- **The exercise**: Update the entries that begin at the line containing "Where can the ear" and stop after the line containing "point(74, 114)", replacing "ear" with "left ear" and leaving everything else unchanged. Return only those lines.

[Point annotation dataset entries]
--- start ---
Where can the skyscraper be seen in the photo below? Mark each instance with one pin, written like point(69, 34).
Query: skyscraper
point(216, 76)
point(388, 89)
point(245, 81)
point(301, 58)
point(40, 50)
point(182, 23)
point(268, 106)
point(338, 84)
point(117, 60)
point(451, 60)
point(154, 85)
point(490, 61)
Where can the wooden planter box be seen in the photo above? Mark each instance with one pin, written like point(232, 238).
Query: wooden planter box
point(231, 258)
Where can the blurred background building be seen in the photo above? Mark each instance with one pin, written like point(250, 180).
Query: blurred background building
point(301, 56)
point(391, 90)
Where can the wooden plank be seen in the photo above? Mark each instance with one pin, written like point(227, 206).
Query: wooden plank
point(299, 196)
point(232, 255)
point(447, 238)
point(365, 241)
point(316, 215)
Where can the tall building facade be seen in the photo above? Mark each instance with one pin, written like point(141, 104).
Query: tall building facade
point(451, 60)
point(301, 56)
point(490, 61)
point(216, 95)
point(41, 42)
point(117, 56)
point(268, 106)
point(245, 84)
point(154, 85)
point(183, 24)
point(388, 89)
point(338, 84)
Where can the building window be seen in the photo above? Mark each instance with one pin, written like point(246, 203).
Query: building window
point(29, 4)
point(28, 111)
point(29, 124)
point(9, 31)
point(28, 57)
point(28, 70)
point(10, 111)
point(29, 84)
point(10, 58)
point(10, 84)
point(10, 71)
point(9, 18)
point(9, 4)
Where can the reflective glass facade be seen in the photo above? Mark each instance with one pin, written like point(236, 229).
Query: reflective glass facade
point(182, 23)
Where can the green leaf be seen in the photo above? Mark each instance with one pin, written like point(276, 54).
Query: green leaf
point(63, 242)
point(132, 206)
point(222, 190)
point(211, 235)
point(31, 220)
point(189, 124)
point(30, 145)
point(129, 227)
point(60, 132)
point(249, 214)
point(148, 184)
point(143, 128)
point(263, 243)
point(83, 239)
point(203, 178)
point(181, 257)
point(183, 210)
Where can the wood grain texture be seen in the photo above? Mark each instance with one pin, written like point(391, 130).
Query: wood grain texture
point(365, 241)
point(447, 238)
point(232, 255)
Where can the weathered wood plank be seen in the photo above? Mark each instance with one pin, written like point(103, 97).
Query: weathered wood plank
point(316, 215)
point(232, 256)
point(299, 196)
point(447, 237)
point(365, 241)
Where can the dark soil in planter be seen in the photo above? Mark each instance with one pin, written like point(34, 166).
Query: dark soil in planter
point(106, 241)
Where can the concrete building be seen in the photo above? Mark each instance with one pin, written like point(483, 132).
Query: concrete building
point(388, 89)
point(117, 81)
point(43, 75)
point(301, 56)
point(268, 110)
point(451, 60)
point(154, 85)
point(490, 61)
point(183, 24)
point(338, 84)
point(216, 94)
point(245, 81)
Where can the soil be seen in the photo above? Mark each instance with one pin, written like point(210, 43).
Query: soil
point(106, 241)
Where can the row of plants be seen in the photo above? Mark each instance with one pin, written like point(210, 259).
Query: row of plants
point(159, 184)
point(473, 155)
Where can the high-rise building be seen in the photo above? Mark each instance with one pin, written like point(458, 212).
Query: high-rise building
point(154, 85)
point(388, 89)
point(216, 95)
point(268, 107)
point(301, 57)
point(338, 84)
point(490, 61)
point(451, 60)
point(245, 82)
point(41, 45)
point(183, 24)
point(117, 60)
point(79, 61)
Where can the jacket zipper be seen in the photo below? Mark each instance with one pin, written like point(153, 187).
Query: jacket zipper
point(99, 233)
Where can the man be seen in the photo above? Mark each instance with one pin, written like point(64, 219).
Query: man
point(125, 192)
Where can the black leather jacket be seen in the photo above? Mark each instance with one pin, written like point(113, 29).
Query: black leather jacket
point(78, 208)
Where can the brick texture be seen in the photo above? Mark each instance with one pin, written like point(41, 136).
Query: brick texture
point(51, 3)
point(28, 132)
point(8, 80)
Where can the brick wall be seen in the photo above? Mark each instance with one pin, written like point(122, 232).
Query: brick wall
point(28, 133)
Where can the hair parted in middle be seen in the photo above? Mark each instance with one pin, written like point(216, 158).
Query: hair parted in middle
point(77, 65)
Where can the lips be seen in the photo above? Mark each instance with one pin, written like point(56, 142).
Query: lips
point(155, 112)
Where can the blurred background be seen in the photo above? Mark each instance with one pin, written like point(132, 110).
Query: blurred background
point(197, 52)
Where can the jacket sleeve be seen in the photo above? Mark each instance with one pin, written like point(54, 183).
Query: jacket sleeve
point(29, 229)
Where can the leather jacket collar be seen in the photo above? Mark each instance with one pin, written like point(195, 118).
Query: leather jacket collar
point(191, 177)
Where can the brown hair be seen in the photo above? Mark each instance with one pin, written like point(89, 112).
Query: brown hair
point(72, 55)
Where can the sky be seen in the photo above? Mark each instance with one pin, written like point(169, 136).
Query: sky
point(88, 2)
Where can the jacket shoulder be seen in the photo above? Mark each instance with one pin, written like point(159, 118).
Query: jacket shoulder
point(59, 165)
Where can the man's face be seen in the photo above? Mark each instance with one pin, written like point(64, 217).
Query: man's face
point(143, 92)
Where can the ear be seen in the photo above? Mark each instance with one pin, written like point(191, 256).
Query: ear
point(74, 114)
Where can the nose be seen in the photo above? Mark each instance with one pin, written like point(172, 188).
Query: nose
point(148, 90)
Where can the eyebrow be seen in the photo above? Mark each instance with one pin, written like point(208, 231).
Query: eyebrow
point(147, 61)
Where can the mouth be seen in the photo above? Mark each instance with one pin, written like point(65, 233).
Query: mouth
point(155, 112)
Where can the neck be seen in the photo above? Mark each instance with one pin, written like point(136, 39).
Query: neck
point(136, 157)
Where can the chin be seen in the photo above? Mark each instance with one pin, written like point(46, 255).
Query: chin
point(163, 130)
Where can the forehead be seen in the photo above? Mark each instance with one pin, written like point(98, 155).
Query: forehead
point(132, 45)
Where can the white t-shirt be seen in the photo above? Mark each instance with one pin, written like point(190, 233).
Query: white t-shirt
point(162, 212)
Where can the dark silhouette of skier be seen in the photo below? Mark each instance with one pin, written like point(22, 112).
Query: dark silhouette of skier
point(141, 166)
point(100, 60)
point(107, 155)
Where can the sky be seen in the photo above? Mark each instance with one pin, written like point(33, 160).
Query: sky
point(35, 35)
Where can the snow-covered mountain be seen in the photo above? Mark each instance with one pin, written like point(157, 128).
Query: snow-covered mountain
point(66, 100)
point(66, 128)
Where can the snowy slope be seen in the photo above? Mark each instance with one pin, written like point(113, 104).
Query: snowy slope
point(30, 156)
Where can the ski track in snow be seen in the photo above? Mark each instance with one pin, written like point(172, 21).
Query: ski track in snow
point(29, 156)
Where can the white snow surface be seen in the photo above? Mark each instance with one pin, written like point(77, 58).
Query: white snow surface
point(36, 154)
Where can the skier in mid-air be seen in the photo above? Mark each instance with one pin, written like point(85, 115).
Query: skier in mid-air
--- end ---
- **Expected output**:
Where can the left ear be seen in the photo above? Mark each instance with one pin, written like point(191, 256).
Query: left ear
point(74, 114)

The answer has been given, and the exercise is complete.